*Required tasks*
**a)** Transcribe the matrix algebra notes, everything from "The OLS regression" down to "make it happen?".
**b)** Rescale the records, everything from the line containing "Locate every instance of forested hill here." down to the end of the records. Reproduce only those lines, including each request line. Multiply every bounding-box coordinate in the answers by 0.4 and round to a whole number, rounding halves up.

*Provided text*
- - -
Multivariate: Matrix algebra 2

1 Goals

1.1 Goals

1.1.1 Goals of this section

Dimension reduction
- We have many measures of a thing
  - Multi-item scale
  - Multiple sources / reporters
- How can we reduce the number of variables while keeping as much information as possible?

1.1.2 Goals of this lecture

Matrices have a lot of parts – how can we understand them?
- Matrices and vectors as geometric objects
- Numerical summaries of matrices
Much of this is in service of assessing:
- How much independent information we have in a matrix
- How we can divide up the variance in a matrix
- Leads into PCA and FA – dimension reduction

2 Maximizing \(R^2\) instead

2.1 Solutions via maximizing

2.1.1 Maximizing the multiple correlation

Ordinary least squares (OLS) estimation minimizes the sum of squared residuals to get regression coefficients
- This also maximizes the multiple correlation
Other multivariate techniques use maximizing functions to find solutions
- For example, maximum likelihood estimation

2.1.2 Maximizing the multiple correlation

So why don’t we maximize the multiple correlation instead?
- Cut out the “middle man” that is minimizing the sum of squared residuals
- Two related reasons
  - Lack of unique solutions
  - Fewer knowns than unknowns

2.1.3 More unknowns than equations

The lack of uniqueness is due to more unknowns than equations

Two unknowns, two equations = solvable for all unknowns:
- \(y = 2x + 5\)
- \(x = 4y\)

Two unknowns, one equation = NOT solvable for all unknowns:
- \(y = 2x + 5\)

If you take an SEM course, this idea is called identification

2.1.4 Unique solutions

The OLS regression weights are unique
- They are the ONLY regression weights that minimize the sum of squared residuals
- They also produce the maximum possible multiple correlation
But it doesn’t work the opposite direction
- Any multiple of the regression coefficients will also maximize the multiple correlation
- Only the least squares weights will BOTH minimize the sum of the squared deviations AND maximize the multiple correlation

2.1.5 No unique solution

2.1.6 No unique solution

2.1.7 Can we make it happen?
- - -
*Source records*
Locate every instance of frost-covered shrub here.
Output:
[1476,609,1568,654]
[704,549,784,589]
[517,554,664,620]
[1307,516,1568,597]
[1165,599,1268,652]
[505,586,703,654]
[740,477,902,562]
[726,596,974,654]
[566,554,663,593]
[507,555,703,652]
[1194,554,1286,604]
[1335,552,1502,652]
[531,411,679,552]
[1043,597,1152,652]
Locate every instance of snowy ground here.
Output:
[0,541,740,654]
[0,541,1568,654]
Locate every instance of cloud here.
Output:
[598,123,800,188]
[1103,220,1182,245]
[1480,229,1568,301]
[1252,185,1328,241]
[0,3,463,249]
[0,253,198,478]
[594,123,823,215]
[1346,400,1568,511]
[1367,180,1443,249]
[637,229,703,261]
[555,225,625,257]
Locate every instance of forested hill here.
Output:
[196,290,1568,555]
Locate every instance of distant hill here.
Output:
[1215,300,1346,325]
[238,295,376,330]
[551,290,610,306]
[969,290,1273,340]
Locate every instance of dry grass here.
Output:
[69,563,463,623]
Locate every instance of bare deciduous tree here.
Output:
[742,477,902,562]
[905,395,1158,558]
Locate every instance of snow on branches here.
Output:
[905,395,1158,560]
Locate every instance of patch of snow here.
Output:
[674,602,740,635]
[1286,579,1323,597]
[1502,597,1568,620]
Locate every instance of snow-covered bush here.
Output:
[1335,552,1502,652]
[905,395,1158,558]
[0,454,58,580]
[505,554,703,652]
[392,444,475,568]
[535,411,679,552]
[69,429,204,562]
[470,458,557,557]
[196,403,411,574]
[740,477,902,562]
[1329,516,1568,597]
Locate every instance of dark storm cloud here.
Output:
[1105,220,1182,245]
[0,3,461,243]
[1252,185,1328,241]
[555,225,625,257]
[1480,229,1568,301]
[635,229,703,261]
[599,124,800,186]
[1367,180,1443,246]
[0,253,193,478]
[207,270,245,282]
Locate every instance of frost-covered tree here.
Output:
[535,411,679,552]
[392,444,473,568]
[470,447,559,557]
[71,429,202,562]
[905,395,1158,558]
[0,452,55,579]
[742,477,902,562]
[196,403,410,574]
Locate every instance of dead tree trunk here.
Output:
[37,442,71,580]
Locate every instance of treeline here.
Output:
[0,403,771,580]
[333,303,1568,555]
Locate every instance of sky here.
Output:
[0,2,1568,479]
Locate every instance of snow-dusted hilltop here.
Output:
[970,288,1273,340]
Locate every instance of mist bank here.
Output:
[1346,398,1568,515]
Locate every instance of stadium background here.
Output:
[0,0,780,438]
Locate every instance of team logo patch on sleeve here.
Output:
- - -
*Results of the tasks*
**a)**
The OLS regression weights are unique
- They are the ONLY regression weights that minimize the sum of squared residuals
- They also produce the maximum possible multiple correlation
But it doesn’t work the opposite direction
- Any multiple of the regression coefficients will also maximize the multiple correlation
- Only the least squares weights will BOTH minimize the sum of the squared deviations AND maximize the multiple correlation

2.1.5 No unique solution

2.1.6 No unique solution

2.1.7 Can we make it happen?

**b)**
Locate every instance of forested hill here.
Output:
[78,116,627,222]
Locate every instance of distant hill here.
Output:
[486,120,538,130]
[95,118,150,132]
[220,116,244,122]
[388,116,509,136]
Locate every instance of dry grass here.
Output:
[28,225,185,249]
Locate every instance of bare deciduous tree here.
Output:
[297,191,361,225]
[362,158,463,223]
Locate every instance of snow on branches here.
Output:
[362,158,463,224]
Locate every instance of patch of snow here.
Output:
[270,241,296,254]
[514,232,529,239]
[601,239,627,248]
Locate every instance of snow-covered bush here.
Output:
[534,221,601,261]
[362,158,463,223]
[0,182,23,232]
[202,222,281,261]
[157,178,190,227]
[214,164,272,221]
[28,172,82,225]
[188,183,223,223]
[78,161,164,230]
[296,191,361,225]
[532,206,627,239]
Locate every instance of dark storm cloud here.
Output:
[442,88,473,98]
[0,1,184,97]
[501,74,531,96]
[222,90,250,103]
[592,92,627,120]
[254,92,281,104]
[240,50,320,74]
[547,72,577,98]
[0,101,77,191]
[83,108,98,113]
Locate every instance of frost-covered tree here.
Output:
[214,164,272,221]
[157,178,189,227]
[188,179,224,223]
[28,172,81,225]
[362,158,463,223]
[0,181,22,232]
[297,191,361,225]
[78,161,164,230]
Locate every instance of dead tree trunk here.
Output:
[15,177,28,232]
Locate every instance of treeline here.
Output:
[0,161,308,232]
[133,121,627,222]
Locate every instance of sky here.
Output:
[0,1,627,192]
Locate every instance of snow-dusted hilltop here.
Output:
[388,115,509,136]
Locate every instance of mist bank here.
Output:
[538,159,627,206]
Locate every instance of stadium background here.
Output:
[0,0,312,175]
Locate every instance of team logo patch on sleeve here.
Output:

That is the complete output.